* DATASET ROWS
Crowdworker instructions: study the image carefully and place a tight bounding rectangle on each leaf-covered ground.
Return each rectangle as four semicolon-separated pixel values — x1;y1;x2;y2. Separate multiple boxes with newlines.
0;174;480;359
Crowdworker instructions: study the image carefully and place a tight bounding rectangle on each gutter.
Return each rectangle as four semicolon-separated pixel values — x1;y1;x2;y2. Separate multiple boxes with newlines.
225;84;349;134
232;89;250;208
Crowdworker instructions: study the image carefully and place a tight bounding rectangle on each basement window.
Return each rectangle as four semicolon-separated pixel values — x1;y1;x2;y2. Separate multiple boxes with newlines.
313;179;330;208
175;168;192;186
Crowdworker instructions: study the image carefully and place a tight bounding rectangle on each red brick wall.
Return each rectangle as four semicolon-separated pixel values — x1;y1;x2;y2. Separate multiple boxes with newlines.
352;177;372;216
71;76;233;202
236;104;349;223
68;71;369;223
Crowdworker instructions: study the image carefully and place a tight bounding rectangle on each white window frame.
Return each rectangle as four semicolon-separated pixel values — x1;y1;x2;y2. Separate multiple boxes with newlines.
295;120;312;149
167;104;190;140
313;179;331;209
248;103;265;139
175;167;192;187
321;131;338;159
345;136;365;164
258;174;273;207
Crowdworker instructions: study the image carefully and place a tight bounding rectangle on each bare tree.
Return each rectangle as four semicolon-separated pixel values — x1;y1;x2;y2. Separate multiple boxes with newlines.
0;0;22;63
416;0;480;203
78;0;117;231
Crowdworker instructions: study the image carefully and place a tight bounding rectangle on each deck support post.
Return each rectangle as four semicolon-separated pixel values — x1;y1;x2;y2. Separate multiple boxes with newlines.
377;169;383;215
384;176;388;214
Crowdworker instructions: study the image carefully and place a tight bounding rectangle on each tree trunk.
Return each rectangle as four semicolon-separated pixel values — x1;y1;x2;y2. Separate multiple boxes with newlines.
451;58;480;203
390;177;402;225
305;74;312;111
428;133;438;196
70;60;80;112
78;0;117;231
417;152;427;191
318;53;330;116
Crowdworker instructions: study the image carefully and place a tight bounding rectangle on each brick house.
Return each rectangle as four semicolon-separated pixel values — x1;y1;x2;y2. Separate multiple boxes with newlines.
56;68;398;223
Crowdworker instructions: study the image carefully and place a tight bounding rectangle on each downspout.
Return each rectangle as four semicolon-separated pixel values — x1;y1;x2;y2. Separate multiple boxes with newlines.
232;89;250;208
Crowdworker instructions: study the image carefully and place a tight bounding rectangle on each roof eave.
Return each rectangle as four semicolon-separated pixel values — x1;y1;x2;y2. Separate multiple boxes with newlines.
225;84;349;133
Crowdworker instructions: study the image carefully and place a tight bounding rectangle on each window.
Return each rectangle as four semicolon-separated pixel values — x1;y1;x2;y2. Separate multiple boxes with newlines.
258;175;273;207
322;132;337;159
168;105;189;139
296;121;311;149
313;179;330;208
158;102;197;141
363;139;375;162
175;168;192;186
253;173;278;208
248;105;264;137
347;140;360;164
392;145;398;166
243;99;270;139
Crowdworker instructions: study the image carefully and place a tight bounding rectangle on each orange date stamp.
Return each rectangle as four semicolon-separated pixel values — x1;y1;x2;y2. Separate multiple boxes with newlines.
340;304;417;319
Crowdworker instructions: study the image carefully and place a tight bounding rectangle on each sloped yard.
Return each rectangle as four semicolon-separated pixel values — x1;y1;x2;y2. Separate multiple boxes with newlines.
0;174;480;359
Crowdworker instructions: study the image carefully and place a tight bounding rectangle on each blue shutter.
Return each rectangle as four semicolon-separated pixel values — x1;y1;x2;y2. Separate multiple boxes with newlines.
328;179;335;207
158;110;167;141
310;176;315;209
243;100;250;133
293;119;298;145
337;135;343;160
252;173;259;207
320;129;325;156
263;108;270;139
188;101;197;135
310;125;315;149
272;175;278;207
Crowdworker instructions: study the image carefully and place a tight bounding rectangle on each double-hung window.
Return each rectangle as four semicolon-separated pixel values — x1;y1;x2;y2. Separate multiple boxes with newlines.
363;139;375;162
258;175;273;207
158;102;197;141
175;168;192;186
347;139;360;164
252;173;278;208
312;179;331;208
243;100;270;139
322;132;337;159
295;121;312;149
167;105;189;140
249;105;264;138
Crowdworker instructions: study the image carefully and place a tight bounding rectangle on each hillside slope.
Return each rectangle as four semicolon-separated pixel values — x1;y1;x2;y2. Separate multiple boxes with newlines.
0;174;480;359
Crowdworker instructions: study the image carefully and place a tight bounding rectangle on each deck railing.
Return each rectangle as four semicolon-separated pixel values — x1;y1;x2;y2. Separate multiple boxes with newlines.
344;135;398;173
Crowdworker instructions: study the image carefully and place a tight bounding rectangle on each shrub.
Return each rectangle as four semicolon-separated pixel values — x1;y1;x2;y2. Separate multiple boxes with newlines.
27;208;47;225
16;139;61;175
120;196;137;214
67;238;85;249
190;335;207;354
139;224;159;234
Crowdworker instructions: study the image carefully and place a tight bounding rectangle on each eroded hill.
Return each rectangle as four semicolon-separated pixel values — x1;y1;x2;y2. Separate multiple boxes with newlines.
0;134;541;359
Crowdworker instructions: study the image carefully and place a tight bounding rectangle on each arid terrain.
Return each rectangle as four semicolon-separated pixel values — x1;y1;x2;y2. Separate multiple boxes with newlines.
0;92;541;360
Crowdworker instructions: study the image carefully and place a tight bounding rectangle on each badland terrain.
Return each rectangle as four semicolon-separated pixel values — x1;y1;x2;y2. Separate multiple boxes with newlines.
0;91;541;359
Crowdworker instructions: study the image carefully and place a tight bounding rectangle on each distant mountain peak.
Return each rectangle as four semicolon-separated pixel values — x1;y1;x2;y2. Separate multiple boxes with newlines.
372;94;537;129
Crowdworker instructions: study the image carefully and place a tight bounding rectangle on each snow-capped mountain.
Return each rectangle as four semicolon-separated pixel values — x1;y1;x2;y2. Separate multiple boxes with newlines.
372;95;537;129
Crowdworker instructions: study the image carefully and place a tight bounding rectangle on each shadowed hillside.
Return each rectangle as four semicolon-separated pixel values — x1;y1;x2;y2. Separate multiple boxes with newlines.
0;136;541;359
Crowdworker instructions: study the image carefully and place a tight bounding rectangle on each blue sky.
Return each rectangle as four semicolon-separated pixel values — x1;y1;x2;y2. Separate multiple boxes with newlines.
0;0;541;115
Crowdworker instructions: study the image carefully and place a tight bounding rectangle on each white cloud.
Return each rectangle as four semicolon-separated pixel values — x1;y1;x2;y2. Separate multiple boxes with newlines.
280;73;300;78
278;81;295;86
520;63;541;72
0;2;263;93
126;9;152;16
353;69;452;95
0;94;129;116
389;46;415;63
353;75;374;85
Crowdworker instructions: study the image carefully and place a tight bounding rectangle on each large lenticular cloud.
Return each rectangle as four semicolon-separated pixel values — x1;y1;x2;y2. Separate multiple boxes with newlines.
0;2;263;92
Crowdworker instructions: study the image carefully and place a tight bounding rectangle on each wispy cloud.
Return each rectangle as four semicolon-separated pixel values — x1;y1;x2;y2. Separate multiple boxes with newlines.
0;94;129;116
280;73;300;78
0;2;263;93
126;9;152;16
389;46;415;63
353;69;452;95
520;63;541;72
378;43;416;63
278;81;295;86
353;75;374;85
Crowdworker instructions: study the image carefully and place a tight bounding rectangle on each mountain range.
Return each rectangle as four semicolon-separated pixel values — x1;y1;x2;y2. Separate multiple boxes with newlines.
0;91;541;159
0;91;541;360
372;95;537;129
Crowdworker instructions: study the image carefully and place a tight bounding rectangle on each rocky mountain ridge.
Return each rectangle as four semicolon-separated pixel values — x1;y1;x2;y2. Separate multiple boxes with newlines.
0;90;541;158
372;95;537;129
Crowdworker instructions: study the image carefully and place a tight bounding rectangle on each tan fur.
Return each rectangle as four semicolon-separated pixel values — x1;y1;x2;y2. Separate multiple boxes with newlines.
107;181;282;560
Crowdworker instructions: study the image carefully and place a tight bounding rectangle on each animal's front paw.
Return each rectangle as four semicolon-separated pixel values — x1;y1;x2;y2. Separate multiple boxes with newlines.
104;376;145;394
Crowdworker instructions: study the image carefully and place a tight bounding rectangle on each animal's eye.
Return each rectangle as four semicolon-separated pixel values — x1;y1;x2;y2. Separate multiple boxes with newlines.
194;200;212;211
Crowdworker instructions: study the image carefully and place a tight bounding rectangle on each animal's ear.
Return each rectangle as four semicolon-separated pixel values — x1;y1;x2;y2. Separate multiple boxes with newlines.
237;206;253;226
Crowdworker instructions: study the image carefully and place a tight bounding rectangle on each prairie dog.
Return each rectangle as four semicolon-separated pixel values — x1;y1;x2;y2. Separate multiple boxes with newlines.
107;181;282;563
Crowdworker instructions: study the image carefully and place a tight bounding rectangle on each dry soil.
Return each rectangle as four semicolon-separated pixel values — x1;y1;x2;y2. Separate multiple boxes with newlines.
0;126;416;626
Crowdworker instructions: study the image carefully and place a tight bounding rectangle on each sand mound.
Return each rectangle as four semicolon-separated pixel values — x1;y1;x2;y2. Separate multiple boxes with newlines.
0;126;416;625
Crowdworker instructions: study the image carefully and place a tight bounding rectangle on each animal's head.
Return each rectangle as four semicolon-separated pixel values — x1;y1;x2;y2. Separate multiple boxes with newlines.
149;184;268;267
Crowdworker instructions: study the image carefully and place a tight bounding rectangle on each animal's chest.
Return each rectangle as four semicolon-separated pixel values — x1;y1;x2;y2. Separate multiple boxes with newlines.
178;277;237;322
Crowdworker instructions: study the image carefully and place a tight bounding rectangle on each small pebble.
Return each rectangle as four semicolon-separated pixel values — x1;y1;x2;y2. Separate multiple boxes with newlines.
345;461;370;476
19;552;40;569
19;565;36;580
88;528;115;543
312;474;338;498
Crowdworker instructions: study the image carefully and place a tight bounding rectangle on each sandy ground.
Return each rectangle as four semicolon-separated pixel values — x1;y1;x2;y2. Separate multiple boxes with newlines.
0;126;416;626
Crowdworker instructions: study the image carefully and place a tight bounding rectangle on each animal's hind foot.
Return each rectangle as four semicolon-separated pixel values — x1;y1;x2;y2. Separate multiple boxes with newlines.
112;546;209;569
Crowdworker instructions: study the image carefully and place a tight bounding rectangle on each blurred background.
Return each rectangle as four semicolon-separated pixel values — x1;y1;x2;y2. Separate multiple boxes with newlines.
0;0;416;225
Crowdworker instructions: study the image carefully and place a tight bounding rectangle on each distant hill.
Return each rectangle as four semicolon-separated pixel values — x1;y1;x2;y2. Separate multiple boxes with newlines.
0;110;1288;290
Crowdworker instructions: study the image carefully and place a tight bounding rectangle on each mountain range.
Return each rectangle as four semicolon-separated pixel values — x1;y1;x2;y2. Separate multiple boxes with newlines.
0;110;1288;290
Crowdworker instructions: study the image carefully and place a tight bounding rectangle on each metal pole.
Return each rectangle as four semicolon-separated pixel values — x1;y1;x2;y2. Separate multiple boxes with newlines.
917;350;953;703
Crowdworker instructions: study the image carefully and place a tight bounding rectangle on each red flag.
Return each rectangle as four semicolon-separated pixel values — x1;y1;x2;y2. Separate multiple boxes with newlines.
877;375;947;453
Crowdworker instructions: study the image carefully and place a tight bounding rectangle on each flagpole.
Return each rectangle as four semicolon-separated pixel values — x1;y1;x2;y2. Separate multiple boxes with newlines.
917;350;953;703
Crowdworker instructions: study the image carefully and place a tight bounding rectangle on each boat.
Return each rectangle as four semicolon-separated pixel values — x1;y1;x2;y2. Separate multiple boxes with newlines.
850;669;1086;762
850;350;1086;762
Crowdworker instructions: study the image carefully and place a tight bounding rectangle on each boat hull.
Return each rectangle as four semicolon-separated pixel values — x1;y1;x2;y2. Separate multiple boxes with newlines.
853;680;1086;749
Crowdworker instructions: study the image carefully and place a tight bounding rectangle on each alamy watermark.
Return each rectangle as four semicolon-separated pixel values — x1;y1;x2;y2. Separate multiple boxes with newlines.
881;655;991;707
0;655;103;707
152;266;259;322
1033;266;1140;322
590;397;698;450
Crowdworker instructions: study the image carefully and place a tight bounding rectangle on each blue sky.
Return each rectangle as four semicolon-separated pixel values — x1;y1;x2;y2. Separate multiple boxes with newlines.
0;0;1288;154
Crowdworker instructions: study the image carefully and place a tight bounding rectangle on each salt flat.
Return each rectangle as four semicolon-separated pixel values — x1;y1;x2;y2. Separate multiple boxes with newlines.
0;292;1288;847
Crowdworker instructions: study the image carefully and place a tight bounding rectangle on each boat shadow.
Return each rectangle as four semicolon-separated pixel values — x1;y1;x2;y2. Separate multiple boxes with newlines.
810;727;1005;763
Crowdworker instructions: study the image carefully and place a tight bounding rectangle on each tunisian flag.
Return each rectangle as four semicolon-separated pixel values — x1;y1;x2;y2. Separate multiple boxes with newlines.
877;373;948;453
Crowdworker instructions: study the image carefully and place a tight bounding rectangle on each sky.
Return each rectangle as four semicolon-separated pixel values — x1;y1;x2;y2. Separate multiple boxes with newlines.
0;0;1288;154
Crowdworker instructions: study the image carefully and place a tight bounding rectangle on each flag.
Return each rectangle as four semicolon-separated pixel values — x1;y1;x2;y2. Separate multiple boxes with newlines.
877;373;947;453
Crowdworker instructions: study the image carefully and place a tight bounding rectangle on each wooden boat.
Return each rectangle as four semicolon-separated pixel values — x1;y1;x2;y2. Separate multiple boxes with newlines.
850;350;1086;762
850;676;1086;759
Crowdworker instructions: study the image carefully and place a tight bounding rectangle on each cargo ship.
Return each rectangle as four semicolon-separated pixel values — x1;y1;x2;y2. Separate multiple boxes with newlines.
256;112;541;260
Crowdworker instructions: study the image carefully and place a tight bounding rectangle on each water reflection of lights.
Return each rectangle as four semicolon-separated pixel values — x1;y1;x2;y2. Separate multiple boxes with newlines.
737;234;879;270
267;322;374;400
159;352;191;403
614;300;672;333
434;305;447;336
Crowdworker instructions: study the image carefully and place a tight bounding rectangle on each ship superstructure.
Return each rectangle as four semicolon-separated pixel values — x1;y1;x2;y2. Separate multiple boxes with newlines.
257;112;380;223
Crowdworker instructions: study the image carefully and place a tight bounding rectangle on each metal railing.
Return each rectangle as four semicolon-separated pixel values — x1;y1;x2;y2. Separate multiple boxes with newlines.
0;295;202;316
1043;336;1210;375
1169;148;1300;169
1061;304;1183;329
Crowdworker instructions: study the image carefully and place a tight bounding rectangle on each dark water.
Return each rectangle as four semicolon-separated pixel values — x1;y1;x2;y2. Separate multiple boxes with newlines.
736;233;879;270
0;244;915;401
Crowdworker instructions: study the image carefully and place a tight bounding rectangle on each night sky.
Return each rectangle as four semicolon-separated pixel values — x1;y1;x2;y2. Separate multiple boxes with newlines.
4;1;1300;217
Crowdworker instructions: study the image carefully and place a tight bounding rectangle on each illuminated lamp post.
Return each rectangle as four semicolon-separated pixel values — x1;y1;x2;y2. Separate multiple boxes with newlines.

* JOB
Format the stretch from the line containing "on each flag." through the line containing "1061;304;1183;329" as a two-column CSV with the headers instruction and boxes. Give one CSV line per row, with the row's text under instruction and its answer under boxes, each in a single quoted field with line breaks replaced by spaces.

* WORKED ANSWER
instruction,boxes
"Crowdworker instructions: study the image carefully and place a tight bounding rectangle on each flag. Return each rectangle as four semicolon-separated pixel values — x1;y1;x2;y2. Separate multiple boxes with newlines.","877;373;947;453"
"Crowdworker instructions: study the image carefully and place a tight bounding rectangle on each wooden boat. Return each rectangle as four semicolon-separated pixel values — x1;y1;x2;y2. Separate multiple boxes with newlines.","850;350;1086;762 850;676;1086;759"
"Crowdworker instructions: study the image carefully and place a tight bounding rectangle on each cargo ship. Return each rectangle as four semicolon-separated pixel values — x1;y1;x2;y2. Separate multiple boxes with newlines.","256;112;541;260"
"Crowdworker instructions: study the image carefully and place a tight bounding rectangle on each water reflection of lights. Return each rectangle as four semicolon-separated pixel values — x1;y1;x2;y2. Separate multiple boxes with newlines.","737;234;879;270 267;322;374;400 159;352;191;403 614;300;672;333 434;305;447;336"
"Crowdworker instructions: study the image carefully and place a tight bounding rectangle on each ship superstructure. Return each rectangle as four semicolon-separated pixel values — x1;y1;x2;y2. Separate multiple boxes with newlines.","257;112;380;223"
"Crowdworker instructions: study the image carefully and place a tight bounding rectangle on each metal railing. Return each rectangle as four semicolon-separated pixel values — x1;y1;x2;y2. Separate multiple boxes with newlines.","0;295;202;316 1043;336;1210;375 1169;148;1300;169 1061;304;1183;329"